----- Given data

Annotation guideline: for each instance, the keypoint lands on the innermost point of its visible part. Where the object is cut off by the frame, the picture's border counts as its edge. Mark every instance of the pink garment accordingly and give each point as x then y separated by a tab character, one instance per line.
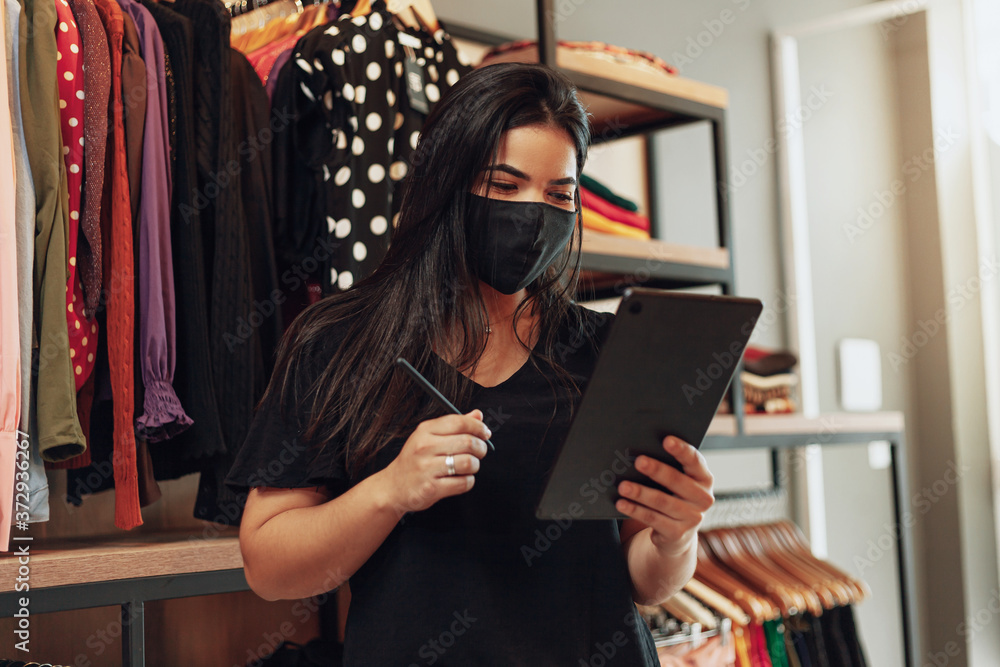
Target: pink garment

----------
----- Given data

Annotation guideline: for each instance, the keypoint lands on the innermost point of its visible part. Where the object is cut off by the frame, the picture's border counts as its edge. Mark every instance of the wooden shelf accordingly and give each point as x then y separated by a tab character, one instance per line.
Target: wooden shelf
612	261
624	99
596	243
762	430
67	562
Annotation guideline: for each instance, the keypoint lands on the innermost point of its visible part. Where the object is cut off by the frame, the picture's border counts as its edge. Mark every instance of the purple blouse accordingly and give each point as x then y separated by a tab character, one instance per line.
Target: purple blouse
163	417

----------

▸ Exercise details
Copy the material above word for word, from the line containing "of the pink" through the line containing "Target: pink garment", and leave out the picture.

▸ Exercise solution
Annotation guideline: for each instance, the keypoint lands on the innermost point of its visible part. Where the object is cut off by the frame, the picture's border counts as its edge. Mark every instance of the pink garment accordingly and give each point as x then y separated by a tab character, one instance per line.
Target: pink garment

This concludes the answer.